### TASK PROMPT
Without the pictures, return all of the material exactly as written.

### DATASET RECORDS
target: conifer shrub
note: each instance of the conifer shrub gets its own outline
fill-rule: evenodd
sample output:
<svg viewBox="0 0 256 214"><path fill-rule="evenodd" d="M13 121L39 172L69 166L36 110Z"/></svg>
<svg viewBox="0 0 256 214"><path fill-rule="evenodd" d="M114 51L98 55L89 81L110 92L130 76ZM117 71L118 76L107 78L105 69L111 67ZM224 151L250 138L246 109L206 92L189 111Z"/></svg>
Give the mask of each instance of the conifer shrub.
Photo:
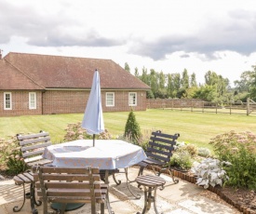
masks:
<svg viewBox="0 0 256 214"><path fill-rule="evenodd" d="M128 138L134 144L140 144L139 142L141 137L141 127L136 120L135 114L132 109L128 114L124 137Z"/></svg>

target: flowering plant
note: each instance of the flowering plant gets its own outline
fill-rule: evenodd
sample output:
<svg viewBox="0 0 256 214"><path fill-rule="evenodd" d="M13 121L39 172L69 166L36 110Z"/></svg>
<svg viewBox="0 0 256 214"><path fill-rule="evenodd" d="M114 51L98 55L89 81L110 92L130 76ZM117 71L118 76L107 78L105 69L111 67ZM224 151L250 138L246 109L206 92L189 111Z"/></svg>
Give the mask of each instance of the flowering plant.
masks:
<svg viewBox="0 0 256 214"><path fill-rule="evenodd" d="M213 158L205 158L201 164L191 168L191 172L196 175L196 183L199 186L204 186L205 189L209 185L214 187L215 185L222 186L225 181L229 180L226 175L226 171L222 168L222 166L230 166L231 163Z"/></svg>
<svg viewBox="0 0 256 214"><path fill-rule="evenodd" d="M216 136L209 143L220 160L232 163L225 168L230 177L226 183L256 190L256 135L230 131Z"/></svg>

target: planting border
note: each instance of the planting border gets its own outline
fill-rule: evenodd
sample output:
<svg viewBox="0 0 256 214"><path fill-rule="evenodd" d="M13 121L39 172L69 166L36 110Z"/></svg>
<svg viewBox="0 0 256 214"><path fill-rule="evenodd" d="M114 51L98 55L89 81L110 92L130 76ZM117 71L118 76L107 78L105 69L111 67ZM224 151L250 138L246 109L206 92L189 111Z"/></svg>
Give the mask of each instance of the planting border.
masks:
<svg viewBox="0 0 256 214"><path fill-rule="evenodd" d="M175 169L172 169L172 172L173 172L174 177L178 177L183 181L189 181L189 182L192 182L195 184L196 182L196 178L195 176L191 176L186 173L177 171ZM240 212L242 212L244 214L256 214L256 211L250 210L249 207L247 207L243 205L239 205L237 203L235 203L234 201L232 201L231 198L229 198L227 195L225 195L222 192L221 187L218 188L218 187L209 186L207 190L218 194L222 200L224 200L228 204L232 205L234 207L237 208Z"/></svg>

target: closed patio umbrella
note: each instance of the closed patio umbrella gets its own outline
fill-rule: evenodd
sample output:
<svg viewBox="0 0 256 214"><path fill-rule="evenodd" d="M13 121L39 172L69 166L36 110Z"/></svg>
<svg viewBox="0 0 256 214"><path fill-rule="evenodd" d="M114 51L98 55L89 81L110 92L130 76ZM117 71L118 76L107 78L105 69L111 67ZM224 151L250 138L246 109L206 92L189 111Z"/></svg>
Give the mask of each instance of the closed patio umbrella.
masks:
<svg viewBox="0 0 256 214"><path fill-rule="evenodd" d="M95 146L95 135L101 134L105 129L101 107L100 74L97 70L94 72L92 87L81 126L88 134L93 135L93 146Z"/></svg>

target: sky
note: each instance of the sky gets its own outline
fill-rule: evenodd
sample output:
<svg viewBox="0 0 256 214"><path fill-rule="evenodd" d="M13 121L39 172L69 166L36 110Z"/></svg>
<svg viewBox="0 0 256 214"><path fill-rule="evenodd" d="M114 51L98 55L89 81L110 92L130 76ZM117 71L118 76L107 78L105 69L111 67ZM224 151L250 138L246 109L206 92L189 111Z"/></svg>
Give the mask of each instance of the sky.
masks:
<svg viewBox="0 0 256 214"><path fill-rule="evenodd" d="M240 79L256 65L255 0L0 0L0 49Z"/></svg>

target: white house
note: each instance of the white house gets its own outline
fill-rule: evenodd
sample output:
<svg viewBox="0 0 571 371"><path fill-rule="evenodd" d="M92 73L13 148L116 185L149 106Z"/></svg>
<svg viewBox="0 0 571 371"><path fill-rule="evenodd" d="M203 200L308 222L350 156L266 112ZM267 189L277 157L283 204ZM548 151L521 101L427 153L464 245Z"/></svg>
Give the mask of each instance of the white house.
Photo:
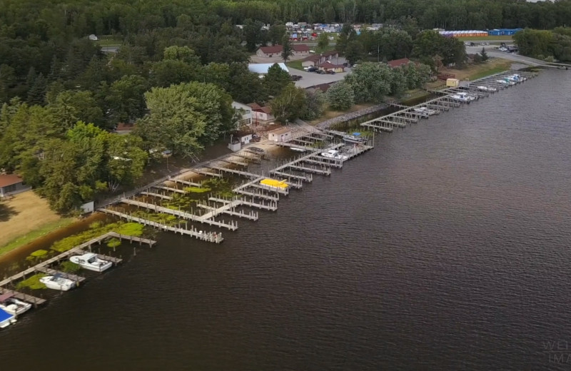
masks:
<svg viewBox="0 0 571 371"><path fill-rule="evenodd" d="M291 139L291 129L283 127L268 131L268 139L274 142L287 142Z"/></svg>
<svg viewBox="0 0 571 371"><path fill-rule="evenodd" d="M241 118L238 121L238 128L252 124L251 107L239 102L232 102L232 107L241 115Z"/></svg>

### FINAL RESULT
target: conifer shrub
note: each instance of the conifer shrub gets its own outline
fill-rule: evenodd
sample output:
<svg viewBox="0 0 256 214"><path fill-rule="evenodd" d="M13 121L39 172L69 166L36 110Z"/></svg>
<svg viewBox="0 0 256 214"><path fill-rule="evenodd" d="M114 51L98 55L89 81L110 92L130 76ZM117 71L118 76L107 78L105 69L111 67ZM224 151L250 138L246 109L206 92L189 111Z"/></svg>
Give the mask of each instance of the conifer shrub.
Photo:
masks:
<svg viewBox="0 0 256 214"><path fill-rule="evenodd" d="M128 138L134 144L140 144L139 142L141 137L141 127L136 120L135 114L132 109L128 114L124 137Z"/></svg>

target: flowering plant
note: each instance of the flowering plant gets its own outline
fill-rule: evenodd
sample output:
<svg viewBox="0 0 256 214"><path fill-rule="evenodd" d="M13 121L39 172L69 166L36 110Z"/></svg>
<svg viewBox="0 0 256 214"><path fill-rule="evenodd" d="M114 51L98 55L89 81L110 92L130 76ZM117 71L118 76L107 78L105 69L111 67ZM224 151L250 138L246 109L206 92L189 111Z"/></svg>
Give the mask of each instance of the flowering plant.
masks:
<svg viewBox="0 0 256 214"><path fill-rule="evenodd" d="M213 158L205 158L201 164L191 168L191 172L196 175L196 183L199 186L204 186L205 189L209 185L214 187L215 185L222 186L225 181L229 180L226 175L226 171L222 168L222 166L230 166L231 163Z"/></svg>
<svg viewBox="0 0 256 214"><path fill-rule="evenodd" d="M216 136L209 143L220 160L232 163L225 168L230 177L226 183L256 190L256 135L230 131Z"/></svg>

target: planting border
note: each instance of the planting border gets its own outline
fill-rule: evenodd
sample output:
<svg viewBox="0 0 256 214"><path fill-rule="evenodd" d="M13 121L39 172L69 166L36 110Z"/></svg>
<svg viewBox="0 0 256 214"><path fill-rule="evenodd" d="M114 51L98 55L89 81L110 92L130 76ZM117 71L118 76L107 78L105 69L111 67ZM224 151L250 138L246 109L206 92L189 111Z"/></svg>
Give the mask of each instance of the planting border.
masks:
<svg viewBox="0 0 256 214"><path fill-rule="evenodd" d="M175 169L172 169L172 172L173 172L174 177L178 177L183 181L189 181L189 182L192 182L195 184L196 182L196 178L195 176L191 176L186 173L177 171ZM240 212L242 212L244 214L256 214L256 211L250 210L249 207L247 207L243 205L239 205L237 203L235 203L234 201L232 201L231 198L229 198L227 195L225 195L222 192L221 187L218 188L218 187L209 186L207 190L218 194L222 200L224 200L228 204L232 205L234 207L237 208Z"/></svg>

target: closed patio umbrella
note: each instance of the closed patio umbrella gets its own outline
fill-rule: evenodd
sample output:
<svg viewBox="0 0 256 214"><path fill-rule="evenodd" d="M13 121L39 172L69 166L36 110Z"/></svg>
<svg viewBox="0 0 256 214"><path fill-rule="evenodd" d="M114 51L98 55L89 81L110 92L130 76ZM117 71L118 76L107 78L105 69L111 67ZM224 151L250 138L246 109L206 92L189 111Z"/></svg>
Give the mask of each instance of the closed patio umbrella.
masks:
<svg viewBox="0 0 256 214"><path fill-rule="evenodd" d="M95 146L95 135L101 134L105 129L101 107L100 74L97 70L94 72L92 87L81 126L88 134L93 135L93 146Z"/></svg>

target: sky
note: each instance of the sky gets its own outline
fill-rule: evenodd
sample output:
<svg viewBox="0 0 256 214"><path fill-rule="evenodd" d="M13 121L39 172L69 166L36 110Z"/></svg>
<svg viewBox="0 0 256 214"><path fill-rule="evenodd" d="M114 51L98 55L89 81L110 92L130 76ZM117 71L118 76L107 78L105 69L111 67ZM224 151L250 138L246 109L206 92L189 111Z"/></svg>
Give the mask of each instance of the sky.
masks:
<svg viewBox="0 0 256 214"><path fill-rule="evenodd" d="M240 79L256 65L255 0L0 0L0 49Z"/></svg>

target: white house
note: each instance of the white house gets its own outline
fill-rule: evenodd
sample output:
<svg viewBox="0 0 571 371"><path fill-rule="evenodd" d="M92 73L13 148L116 185L149 106Z"/></svg>
<svg viewBox="0 0 571 371"><path fill-rule="evenodd" d="M203 200L308 222L350 156L266 112ZM267 189L277 157L283 204ZM548 151L521 101L427 153L464 245Z"/></svg>
Give the mask of each instance of the white house.
Photo:
masks:
<svg viewBox="0 0 571 371"><path fill-rule="evenodd" d="M291 139L291 129L283 127L268 131L268 139L274 142L287 142Z"/></svg>
<svg viewBox="0 0 571 371"><path fill-rule="evenodd" d="M241 118L238 121L238 128L252 124L251 107L239 102L232 102L232 107L241 115Z"/></svg>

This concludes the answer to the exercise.